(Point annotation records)
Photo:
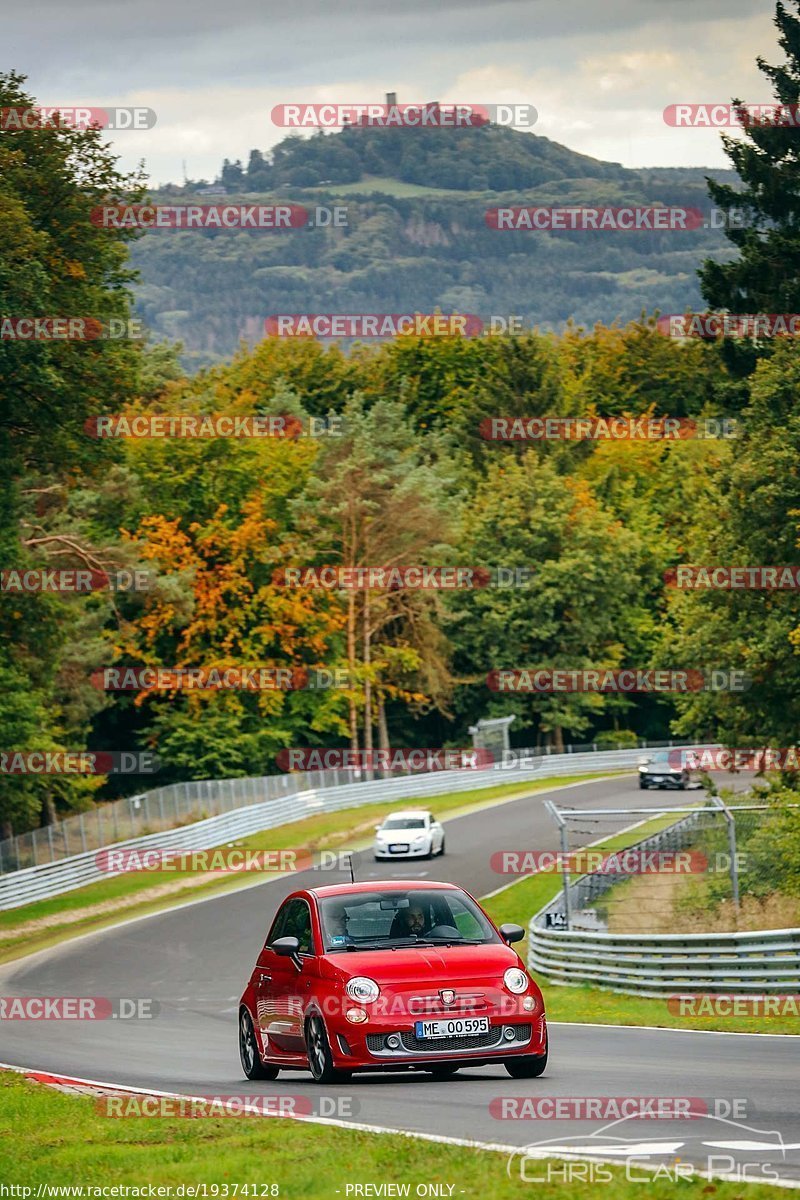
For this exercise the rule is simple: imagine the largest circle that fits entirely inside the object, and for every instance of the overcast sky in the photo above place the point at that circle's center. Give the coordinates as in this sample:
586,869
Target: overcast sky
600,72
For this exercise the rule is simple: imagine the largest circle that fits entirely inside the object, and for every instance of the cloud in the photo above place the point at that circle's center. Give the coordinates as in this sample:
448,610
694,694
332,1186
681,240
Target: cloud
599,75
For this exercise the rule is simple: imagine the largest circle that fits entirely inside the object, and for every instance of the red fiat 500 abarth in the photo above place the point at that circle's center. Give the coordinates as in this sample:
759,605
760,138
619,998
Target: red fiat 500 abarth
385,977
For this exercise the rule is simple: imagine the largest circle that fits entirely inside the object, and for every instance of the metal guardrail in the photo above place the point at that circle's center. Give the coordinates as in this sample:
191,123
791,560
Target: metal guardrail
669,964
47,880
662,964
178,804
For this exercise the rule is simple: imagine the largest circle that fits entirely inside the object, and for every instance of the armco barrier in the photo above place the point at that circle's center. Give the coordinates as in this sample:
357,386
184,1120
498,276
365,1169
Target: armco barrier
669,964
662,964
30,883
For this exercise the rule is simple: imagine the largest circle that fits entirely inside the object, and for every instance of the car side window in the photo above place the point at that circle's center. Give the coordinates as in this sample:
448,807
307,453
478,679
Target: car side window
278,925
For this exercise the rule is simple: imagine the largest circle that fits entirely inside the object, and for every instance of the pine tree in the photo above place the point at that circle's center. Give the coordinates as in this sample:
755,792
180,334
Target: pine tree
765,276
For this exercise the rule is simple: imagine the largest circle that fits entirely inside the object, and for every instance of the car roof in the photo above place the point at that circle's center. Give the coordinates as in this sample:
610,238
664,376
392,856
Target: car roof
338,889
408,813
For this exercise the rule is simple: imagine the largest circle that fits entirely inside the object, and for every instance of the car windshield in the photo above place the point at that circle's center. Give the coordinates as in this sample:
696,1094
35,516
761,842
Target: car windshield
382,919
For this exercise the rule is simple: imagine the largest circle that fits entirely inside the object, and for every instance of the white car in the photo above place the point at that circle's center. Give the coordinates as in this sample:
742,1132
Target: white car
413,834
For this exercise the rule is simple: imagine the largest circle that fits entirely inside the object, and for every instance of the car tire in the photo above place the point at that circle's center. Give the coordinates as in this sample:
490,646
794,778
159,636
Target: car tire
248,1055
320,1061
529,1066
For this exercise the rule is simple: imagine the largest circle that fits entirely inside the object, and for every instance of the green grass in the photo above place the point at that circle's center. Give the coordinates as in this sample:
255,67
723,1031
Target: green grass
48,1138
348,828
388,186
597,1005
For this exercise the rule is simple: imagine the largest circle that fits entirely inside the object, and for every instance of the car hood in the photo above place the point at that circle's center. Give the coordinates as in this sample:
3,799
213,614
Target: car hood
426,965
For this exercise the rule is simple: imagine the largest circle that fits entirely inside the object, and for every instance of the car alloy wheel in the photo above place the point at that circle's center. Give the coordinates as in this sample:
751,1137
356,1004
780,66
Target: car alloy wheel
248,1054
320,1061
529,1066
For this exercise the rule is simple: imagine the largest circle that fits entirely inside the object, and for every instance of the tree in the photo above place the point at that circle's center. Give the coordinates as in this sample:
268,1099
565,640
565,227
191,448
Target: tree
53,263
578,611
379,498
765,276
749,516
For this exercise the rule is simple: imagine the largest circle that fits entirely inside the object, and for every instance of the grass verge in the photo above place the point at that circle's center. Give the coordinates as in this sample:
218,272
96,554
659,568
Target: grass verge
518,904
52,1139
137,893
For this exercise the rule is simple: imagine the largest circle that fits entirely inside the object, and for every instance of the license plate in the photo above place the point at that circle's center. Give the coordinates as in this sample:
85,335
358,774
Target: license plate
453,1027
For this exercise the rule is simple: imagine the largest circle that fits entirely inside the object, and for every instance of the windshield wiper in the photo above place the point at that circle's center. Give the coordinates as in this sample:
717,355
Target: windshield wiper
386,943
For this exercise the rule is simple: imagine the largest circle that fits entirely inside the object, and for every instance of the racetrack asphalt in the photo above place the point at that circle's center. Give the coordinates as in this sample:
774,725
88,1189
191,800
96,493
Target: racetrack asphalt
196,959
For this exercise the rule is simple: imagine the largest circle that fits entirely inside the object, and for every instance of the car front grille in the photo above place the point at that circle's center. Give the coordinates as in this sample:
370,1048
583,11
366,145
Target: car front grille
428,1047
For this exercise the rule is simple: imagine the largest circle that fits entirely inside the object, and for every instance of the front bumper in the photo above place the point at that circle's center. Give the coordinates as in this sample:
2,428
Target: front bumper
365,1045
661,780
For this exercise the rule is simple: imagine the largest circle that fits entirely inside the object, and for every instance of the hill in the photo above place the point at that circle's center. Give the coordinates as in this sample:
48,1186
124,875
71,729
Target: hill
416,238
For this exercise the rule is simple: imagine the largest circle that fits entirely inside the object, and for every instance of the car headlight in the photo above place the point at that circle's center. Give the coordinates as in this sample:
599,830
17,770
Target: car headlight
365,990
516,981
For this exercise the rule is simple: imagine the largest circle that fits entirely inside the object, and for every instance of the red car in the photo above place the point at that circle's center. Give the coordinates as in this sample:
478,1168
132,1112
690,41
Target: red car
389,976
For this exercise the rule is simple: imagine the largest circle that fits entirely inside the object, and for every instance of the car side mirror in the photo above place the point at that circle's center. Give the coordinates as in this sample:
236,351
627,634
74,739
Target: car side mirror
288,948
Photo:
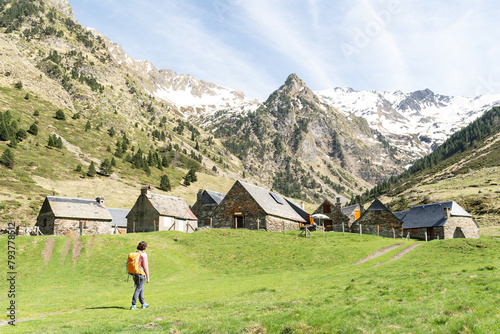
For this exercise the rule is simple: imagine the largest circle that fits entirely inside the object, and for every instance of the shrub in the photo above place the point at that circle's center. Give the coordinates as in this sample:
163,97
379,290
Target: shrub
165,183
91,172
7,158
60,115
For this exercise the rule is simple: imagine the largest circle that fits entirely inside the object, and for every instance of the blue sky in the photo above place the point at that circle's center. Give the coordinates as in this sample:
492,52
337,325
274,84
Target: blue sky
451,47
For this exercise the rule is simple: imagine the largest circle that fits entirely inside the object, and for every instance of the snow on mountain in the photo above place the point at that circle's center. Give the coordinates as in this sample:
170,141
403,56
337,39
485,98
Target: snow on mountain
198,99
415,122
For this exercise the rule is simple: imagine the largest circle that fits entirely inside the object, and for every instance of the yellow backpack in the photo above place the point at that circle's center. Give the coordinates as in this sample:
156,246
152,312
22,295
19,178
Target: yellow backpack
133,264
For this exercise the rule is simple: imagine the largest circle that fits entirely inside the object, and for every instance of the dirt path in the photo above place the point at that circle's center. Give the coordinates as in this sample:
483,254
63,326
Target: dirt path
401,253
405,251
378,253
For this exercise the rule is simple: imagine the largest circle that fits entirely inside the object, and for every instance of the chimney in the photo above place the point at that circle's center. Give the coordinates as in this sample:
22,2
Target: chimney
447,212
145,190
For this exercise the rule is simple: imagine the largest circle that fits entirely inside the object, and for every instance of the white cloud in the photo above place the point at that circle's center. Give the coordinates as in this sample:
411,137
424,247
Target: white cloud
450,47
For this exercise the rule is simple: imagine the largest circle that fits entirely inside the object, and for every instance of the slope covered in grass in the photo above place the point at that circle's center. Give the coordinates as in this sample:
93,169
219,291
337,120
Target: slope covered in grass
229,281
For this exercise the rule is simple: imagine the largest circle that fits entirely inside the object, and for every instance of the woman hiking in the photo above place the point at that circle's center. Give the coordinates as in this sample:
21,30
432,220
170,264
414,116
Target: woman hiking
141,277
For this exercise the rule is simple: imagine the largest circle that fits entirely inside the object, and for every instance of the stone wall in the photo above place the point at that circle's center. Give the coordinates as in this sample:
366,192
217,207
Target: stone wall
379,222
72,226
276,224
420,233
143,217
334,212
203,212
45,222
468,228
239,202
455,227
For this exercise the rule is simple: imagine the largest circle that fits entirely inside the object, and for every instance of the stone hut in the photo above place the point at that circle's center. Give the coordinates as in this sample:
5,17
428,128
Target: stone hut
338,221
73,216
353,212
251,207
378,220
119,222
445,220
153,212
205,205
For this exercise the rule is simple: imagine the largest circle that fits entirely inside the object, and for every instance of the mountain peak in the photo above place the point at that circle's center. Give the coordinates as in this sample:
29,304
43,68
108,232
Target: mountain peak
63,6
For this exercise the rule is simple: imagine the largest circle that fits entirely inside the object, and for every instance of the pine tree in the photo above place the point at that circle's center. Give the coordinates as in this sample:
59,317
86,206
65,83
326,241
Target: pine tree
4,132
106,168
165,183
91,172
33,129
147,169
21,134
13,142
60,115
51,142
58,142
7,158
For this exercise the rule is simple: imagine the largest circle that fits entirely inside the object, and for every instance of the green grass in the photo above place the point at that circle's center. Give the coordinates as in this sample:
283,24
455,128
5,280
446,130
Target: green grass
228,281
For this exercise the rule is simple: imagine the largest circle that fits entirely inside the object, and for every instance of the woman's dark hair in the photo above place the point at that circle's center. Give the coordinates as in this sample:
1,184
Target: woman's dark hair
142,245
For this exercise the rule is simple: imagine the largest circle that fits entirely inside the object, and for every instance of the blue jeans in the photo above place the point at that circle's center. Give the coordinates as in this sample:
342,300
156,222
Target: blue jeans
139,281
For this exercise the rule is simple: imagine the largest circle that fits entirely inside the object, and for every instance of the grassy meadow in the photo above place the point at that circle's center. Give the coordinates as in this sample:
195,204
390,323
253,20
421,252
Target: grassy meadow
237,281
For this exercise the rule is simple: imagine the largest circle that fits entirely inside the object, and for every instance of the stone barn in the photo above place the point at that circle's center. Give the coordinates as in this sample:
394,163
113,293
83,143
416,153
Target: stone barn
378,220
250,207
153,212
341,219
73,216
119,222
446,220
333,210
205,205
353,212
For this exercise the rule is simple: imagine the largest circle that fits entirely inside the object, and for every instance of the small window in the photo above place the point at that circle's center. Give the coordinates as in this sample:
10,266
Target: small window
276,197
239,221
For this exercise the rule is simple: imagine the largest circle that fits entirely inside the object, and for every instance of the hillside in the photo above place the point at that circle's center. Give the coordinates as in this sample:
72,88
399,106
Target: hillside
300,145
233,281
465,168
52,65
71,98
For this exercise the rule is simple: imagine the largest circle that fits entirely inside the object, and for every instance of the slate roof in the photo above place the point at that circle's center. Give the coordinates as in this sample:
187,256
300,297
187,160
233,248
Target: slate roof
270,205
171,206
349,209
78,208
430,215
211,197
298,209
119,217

Aim
Print nothing but the lines from the line with "the stone barn" to the last line of the records above. Both of those lines count.

Complete response
For this exercise the rule is simple: imagine the largest circle that fits entirely inside the object, and for every instance of the stone barn in the photo above place the point at that circle's center. Give the coordinates as in this sample:
394,163
113,293
83,143
416,153
Target: stone barn
378,220
250,207
153,212
341,219
73,216
119,222
446,220
333,210
205,205
353,212
For this exercise the rule is simple: imagine the largest circle that fits entirely inside the object, and for every instance of the small window in the photo above place the point at that circle's center. Give the coordinates as in this sample:
10,266
Target: small window
276,197
239,221
For this exercise the rule is simple: imagine the largest circle that fits entirely inside the object, and for every instance of the hillside in the photo above place the point at that circle's center. Give the coordinates as in this sample:
72,88
399,106
Target: hillside
300,145
233,281
465,168
52,65
71,98
For this exercise the rule is simple: imagine the largest circle that fits entirely inside the object, and for every instance of the slate roof in the photo above place the point at that circle's center. Give the coordinates as in this sample:
187,256
300,297
187,160
233,248
Target: slate roof
270,205
171,206
349,209
78,208
430,215
211,197
298,209
119,217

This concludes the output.